**To do**.
Switch "capybara" to "marmot" wherever it occurs in the listing. Begin at the first line of the listing, stop after the line that has "[(903, 543)]", and output those lines with everything else unchanged.

****

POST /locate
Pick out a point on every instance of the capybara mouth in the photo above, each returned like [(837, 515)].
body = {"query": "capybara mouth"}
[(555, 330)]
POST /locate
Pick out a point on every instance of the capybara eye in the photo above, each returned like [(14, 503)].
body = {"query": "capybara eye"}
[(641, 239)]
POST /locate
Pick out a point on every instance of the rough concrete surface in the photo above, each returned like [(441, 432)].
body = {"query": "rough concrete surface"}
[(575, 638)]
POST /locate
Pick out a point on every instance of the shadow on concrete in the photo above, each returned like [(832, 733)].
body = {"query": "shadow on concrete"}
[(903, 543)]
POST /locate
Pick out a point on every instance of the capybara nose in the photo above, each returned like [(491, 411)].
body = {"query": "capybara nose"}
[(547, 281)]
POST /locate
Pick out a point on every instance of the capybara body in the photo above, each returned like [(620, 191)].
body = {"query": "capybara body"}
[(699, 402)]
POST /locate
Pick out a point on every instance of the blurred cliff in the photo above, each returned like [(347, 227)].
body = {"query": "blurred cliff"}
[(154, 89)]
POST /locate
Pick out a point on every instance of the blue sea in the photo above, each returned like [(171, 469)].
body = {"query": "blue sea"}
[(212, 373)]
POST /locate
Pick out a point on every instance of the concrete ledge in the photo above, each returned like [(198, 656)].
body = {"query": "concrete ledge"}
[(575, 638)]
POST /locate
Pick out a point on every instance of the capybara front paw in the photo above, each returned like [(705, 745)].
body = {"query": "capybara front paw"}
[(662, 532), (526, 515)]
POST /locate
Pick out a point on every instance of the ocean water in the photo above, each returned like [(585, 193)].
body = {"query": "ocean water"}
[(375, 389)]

****

**The completed task**.
POST /locate
Pick out a point on every instance of the marmot mouth in the photo above, each returned like [(837, 515)].
body = {"query": "marmot mouth"}
[(555, 330)]
POST /locate
Pick out a point on every instance of the marmot eye in the photo above, each returned like [(14, 503)].
body = {"query": "marmot eye"}
[(641, 239)]
POST /locate
Pick out a point on every instance of the rough concrete surface in the photo above, each returned like [(441, 432)].
body = {"query": "rough concrete surface"}
[(575, 638)]
POST /locate
Pick out a point on every instance of the shadow on concrete in the photo above, each returned like [(832, 733)].
body = {"query": "shadow on concrete"}
[(903, 543)]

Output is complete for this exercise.